■ Problem statement
Output the lines that follow exactly as they are.
━━━━━ Material provided
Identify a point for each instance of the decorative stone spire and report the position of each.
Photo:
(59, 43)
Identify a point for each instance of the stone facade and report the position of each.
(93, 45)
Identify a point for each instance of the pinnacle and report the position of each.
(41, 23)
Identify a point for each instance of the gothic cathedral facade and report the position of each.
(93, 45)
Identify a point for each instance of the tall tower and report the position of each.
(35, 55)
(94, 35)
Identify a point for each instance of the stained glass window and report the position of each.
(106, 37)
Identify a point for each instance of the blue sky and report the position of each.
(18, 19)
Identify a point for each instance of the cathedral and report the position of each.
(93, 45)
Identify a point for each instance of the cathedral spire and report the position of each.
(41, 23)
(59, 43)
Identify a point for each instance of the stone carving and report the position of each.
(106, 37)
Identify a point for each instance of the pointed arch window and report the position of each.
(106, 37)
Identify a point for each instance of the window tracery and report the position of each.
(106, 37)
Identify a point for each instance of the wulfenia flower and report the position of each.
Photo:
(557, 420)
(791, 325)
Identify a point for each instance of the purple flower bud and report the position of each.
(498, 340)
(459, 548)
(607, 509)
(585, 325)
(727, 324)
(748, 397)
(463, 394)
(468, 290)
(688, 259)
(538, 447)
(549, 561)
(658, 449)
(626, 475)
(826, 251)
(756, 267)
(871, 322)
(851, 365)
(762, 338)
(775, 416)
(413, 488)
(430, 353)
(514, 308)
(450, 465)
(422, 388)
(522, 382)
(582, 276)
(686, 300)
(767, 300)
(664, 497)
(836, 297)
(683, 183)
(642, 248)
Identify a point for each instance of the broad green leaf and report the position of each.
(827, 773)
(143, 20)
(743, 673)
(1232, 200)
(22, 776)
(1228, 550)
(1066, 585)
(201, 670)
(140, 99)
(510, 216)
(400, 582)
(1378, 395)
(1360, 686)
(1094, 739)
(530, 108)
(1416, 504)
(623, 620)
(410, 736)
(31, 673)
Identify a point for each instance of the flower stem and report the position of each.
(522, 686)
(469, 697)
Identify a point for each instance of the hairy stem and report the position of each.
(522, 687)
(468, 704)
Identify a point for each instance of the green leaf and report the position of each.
━━━━━━━━━━
■ Output
Identify a point for each instance of the decorative stone spire and report the position of each.
Photo:
(59, 43)
Identify a point for each instance of the stone facade and report the position of each.
(93, 45)
Identify a point for each instance of the pinnacle and report the position of each.
(41, 23)
Identify a point for each instance of the gothic cathedral facade and report the position of each.
(93, 45)
Identify a point for each instance of the tall tower and report the position of each.
(35, 55)
(94, 35)
Identify a point for each instance of the stained glass window and report the position of each.
(106, 37)
Identify a point for each instance of the blue sky and report the position of each.
(18, 19)
Identify a point for each instance of the cathedral and report the position of each.
(93, 45)
Identify a point for each instance of the cathedral spire and report the position of each.
(41, 23)
(59, 43)
Identify a point for each instance of the stone carving and report the position of each.
(106, 37)
Identify a point for each instance of the pointed arch window and report the position of each.
(106, 37)
Identify a point for each instance of the window tracery and report the position of each.
(106, 37)
Identify a point for each instance of the wulfenia flower and report the position of each.
Photo:
(557, 420)
(791, 325)
Identify a point for each instance of the purple flower bud and report the position of each.
(498, 340)
(459, 548)
(607, 509)
(585, 325)
(727, 324)
(748, 397)
(463, 394)
(468, 290)
(688, 259)
(538, 447)
(549, 561)
(658, 449)
(626, 475)
(826, 251)
(756, 267)
(871, 322)
(851, 365)
(762, 338)
(775, 416)
(413, 488)
(430, 353)
(514, 308)
(450, 465)
(422, 388)
(522, 382)
(582, 276)
(686, 300)
(767, 300)
(664, 497)
(836, 297)
(683, 183)
(642, 248)
Identify a point for each instance of the broad green leaf and report the position of each.
(827, 773)
(143, 20)
(743, 673)
(1232, 200)
(22, 776)
(1228, 550)
(1066, 585)
(201, 670)
(140, 99)
(510, 216)
(400, 582)
(1378, 395)
(1360, 686)
(1094, 739)
(530, 108)
(1416, 504)
(623, 620)
(410, 736)
(31, 673)
Identify a point for each instance of the flower stem and report the position of each.
(522, 686)
(469, 697)
Identify a point for each instance of the hairy stem and report the position of each.
(522, 687)
(468, 704)
Identify a point for each instance of the green leaf and report the position of each.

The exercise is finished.